*** Opening EXTRACT TO READ ***

Creative Agencies React to Democratised Creative Process
Last week, a student in America created a budget ‘Sprite’ advert from her college dorm that has since blown up on TikTok.
The video has racked up 16.6 million views and 4.5 million likes on the increasingly popular video-sharing app, made its way onto other major platforms (such as Twitter, Reddit and Youtube) and iHeart Radio even reposted it with the caption “Okay someone give her a job!”
In the video, the student uses her dorm room desk and white bed sheets as a backdrop, a ring light for lighting and a paintbrush to cleverly manoeuvre her props.
The creator Ashley Xu (@ashhasacamera)’s feed is bursting with innovative, seemingly high-budget videos that are captivating the Gen Z community on social media.
Users of Reddit reacted to the viral TikTok, with one stating they are “sold” and are “going out to buy a Sprite.”
[Image Creds: Reddit]
The video, being hard evidence that the creative processes is becoming democratised, has sparked conversation amongst creative industry leaders on whether they need to reevaluate their production processes.

*** Closing EXTRACT TO READ ***
*** Opening LISTED ENTRIES ***

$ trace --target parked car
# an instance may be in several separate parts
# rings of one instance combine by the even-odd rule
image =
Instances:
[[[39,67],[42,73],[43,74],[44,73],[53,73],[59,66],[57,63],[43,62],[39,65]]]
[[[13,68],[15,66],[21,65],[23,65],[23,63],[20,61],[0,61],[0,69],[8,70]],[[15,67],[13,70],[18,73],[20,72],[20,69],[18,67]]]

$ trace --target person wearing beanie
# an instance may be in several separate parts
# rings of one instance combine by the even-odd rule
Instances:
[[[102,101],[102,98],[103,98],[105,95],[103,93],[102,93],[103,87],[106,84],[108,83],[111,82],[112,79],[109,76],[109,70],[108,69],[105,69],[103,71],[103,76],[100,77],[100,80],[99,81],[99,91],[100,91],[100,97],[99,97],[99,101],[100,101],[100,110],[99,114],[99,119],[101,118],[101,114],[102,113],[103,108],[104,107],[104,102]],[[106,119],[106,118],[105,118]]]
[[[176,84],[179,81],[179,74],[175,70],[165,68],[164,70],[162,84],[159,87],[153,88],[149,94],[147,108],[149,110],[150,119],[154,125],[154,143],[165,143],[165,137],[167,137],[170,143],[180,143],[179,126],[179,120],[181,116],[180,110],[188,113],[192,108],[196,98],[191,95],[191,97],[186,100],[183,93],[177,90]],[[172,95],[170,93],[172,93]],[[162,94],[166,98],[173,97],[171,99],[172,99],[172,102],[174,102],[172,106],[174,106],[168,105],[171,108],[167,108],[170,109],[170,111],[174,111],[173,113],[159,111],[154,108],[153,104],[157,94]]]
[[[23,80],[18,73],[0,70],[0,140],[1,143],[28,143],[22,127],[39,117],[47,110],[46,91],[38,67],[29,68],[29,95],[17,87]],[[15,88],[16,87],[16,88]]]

*** Closing LISTED ENTRIES ***
*** Opening LISTED ENTRIES ***

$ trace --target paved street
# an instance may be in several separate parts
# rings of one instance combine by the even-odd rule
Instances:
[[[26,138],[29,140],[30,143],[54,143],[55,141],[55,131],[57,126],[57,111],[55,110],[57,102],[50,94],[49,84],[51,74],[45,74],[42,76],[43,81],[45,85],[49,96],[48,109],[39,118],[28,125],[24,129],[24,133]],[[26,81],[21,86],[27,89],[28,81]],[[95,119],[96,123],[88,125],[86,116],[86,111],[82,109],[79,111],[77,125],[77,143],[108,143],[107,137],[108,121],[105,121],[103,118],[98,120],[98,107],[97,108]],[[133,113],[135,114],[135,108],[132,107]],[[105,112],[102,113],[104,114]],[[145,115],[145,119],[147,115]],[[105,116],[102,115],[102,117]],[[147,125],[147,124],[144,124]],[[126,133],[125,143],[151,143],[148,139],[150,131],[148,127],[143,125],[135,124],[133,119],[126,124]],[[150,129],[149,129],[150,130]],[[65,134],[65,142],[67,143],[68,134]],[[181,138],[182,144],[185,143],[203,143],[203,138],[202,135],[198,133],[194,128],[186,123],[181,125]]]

*** Closing LISTED ENTRIES ***
*** Opening LISTED ENTRIES ***

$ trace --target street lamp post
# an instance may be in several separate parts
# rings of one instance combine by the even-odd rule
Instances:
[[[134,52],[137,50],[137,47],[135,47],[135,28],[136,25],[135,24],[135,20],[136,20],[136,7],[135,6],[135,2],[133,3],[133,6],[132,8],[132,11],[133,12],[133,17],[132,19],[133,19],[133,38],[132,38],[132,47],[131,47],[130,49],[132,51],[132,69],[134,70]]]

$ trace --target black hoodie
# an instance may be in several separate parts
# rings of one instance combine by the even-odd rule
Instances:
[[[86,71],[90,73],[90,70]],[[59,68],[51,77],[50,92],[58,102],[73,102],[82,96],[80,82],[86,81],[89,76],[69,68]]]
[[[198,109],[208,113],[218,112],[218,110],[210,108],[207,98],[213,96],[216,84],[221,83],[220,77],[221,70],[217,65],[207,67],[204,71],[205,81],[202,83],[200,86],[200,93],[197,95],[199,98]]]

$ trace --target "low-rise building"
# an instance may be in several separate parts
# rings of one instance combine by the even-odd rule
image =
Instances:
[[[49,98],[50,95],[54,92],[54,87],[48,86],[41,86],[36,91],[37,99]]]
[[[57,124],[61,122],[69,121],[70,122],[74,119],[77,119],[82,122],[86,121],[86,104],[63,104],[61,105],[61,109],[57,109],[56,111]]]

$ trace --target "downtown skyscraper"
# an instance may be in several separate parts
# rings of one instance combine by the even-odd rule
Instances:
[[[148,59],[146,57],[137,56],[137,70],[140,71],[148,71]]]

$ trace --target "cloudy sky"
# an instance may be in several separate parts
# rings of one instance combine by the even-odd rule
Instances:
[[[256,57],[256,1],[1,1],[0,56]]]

*** Closing LISTED ENTRIES ***

Pick up the article about the student's viral Sprite advert, which appears above the lines, and continue it from its last sentence.

How to get big and go viral online is constantly evolving – content, like Xu’s, is testament to the fact that you now don’t need lots of money or a swanky production studio to create content gripping, shareable content.
What does the success of this one-woman production mean for creative industries? What can they learn from these amateur creators and how can they adapt their campaigns to engage younger audiences?
Campaign US asked creatives to share their thoughts:
Leslie Collin, senior planner strategy and insights, VMLY&R
“It’s awesome to see that the creative process is no longer limited. As much as larger productions have fantastic benefits for brands, we don’t always need a traditional channel to express our creativity, thoughts, ideas or beliefs.
Social media has allowed individuals to express themselves and their creativity without compromise. It’s also made the feedback loop shorter. Ideas can be vetted with more efficiency.
It’s exciting that people are not necessarily acquiescing to the status-quo set by a previous generation. Agencies should take note of how Gen Z is utilising these platforms. I hope we as an industry are paying attention.”
Rachel Mercer, co-founder and CXO, Pro.to
“I have a lot of respect for what creative and production agencies have to do to get the work done, and [this video] makes the production look deceptively simple.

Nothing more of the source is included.